LISTED ENTRIES ->
▽

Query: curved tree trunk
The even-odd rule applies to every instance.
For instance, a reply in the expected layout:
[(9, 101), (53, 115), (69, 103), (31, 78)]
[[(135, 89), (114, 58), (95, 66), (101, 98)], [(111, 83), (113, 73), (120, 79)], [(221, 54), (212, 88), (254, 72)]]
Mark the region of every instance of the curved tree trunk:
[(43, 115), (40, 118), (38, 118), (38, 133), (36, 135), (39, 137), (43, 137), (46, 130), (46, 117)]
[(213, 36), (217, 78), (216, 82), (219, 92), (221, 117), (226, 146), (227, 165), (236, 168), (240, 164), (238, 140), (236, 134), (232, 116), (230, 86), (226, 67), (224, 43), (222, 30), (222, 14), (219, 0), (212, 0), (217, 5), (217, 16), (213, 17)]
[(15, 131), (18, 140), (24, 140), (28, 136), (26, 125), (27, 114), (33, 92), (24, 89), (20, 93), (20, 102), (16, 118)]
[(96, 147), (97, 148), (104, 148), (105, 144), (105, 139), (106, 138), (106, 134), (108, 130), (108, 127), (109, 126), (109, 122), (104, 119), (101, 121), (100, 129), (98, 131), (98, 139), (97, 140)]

△

Arrange every line of the records above as a JSON list of strings, one string per line, leaving out any blank lines.

TASK ANSWER ->
[
  "Query: curved tree trunk",
  "The even-odd rule applies to every instance.",
  "For instance, a reply in the expected layout:",
  "[(9, 101), (53, 115), (69, 103), (31, 78)]",
  "[[(135, 89), (114, 58), (95, 66), (101, 98)], [(111, 83), (113, 73), (120, 79)], [(221, 54), (212, 88), (254, 72)]]",
  "Mark the region of every instance of the curved tree trunk:",
  "[(43, 115), (40, 118), (38, 118), (38, 133), (36, 135), (39, 137), (43, 137), (46, 130), (46, 117)]",
  "[(213, 36), (217, 78), (216, 82), (219, 92), (221, 117), (226, 146), (227, 165), (236, 168), (240, 164), (238, 140), (236, 134), (232, 116), (230, 86), (226, 67), (224, 43), (222, 30), (222, 14), (219, 0), (212, 0), (217, 5), (217, 16), (213, 17)]",
  "[(15, 131), (18, 140), (24, 140), (28, 136), (26, 125), (27, 114), (33, 92), (24, 89), (20, 93), (20, 102), (16, 118)]",
  "[(96, 147), (97, 148), (104, 148), (105, 144), (105, 139), (106, 138), (106, 134), (108, 130), (108, 127), (109, 126), (109, 122), (104, 119), (101, 121), (100, 129), (98, 131), (98, 139), (97, 140)]"
]